▶ **AIM OF THE EXERCISE**:
Below are records to transcribe in full and unchanged; omit every picture.

▶ **PROVIDED MATERIAL**:
_ _ _

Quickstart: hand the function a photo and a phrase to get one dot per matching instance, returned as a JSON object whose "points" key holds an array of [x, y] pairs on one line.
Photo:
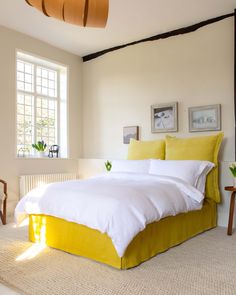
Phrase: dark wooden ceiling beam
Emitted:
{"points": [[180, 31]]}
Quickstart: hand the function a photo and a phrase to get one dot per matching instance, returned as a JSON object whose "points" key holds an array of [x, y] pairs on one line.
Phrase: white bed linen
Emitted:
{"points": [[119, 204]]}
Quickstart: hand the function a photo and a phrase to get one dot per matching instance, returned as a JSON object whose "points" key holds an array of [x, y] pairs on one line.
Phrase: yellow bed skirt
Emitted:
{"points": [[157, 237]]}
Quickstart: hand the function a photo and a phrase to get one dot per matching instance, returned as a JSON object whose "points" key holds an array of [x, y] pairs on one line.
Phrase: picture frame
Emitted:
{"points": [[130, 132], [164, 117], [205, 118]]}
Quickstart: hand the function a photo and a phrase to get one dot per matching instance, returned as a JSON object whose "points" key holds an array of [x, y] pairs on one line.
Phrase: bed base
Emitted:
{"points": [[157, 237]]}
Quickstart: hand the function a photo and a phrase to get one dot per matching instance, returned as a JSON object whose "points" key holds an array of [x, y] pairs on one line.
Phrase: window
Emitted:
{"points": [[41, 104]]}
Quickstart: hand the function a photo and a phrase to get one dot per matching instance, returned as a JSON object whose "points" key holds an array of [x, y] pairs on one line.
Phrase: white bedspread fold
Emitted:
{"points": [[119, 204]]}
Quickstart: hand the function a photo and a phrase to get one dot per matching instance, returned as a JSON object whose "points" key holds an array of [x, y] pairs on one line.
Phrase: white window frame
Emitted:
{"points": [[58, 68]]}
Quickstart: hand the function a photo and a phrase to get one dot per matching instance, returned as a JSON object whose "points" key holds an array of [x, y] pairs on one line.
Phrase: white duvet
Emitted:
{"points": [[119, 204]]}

_ _ _

▶ **ANSWER BOX**:
Quickstart: hand the function a photo and a phrase to get one dot per matching instance, returned as a JSON object whose "points" key holds an array of [x, y] pairs on one line.
Photo:
Phrase: dark wooden ceiling beam
Emitted:
{"points": [[180, 31]]}
Quickstart: hand the function a photo and a phrase to get one dot per matching instance, returned as a JSON object whose "points" key holds an array of [x, y] pairs on one line.
Phrase: white bed linen
Emitted:
{"points": [[119, 204]]}
Quickstart: hand the function a photo and a phrase to get one dot per matching instance, returned as a JSON object whose "points" key holds an array of [x, y] pairs on one line.
Phrase: yellow bed skirt
Emitted:
{"points": [[157, 237]]}
Quickstart: hand the function a photo and a phrase to get one dot per matching instance, returned as a JSON object whose "points" key holds an array of [x, y] pairs on one line.
Phrase: picture frame
Emitted:
{"points": [[130, 132], [164, 117], [205, 118]]}
Quickstart: hand the function a photo and a phrase to get one dot per matching instance, returned as a JSON object whose "points" key holds an array of [x, y] pairs on one line.
Phrase: bed base
Emitted:
{"points": [[157, 237]]}
Quickstart: hand the function a photo and a phrase to get one dot per matching instance, returned as a JSON object whose "points" key holds an array of [x, y] pairs on one line.
Phrase: window
Emitted:
{"points": [[41, 104]]}
Quickstart: hand the function a photo and a phrase to get one dot per matching instance, returned as a JSON object whose "points" key holds an array of [x, y] pairs on one line.
Phrase: white bedspread fold
Emitted:
{"points": [[119, 204]]}
Quickstart: hand the function a photo and a phrase to get one dot per matching instance, returned as a JSON object whose "points" key holds an array of [x, y] pairs on one line.
Phrase: white window frame
Emitted:
{"points": [[58, 68]]}
Quickstart: hand the function a photo and a phrase to get one dot per matching instance, returned as a JSON object whose "points" key holds an array of [x, y] pairs on one line.
Phrase: white duvet
Emitted:
{"points": [[119, 204]]}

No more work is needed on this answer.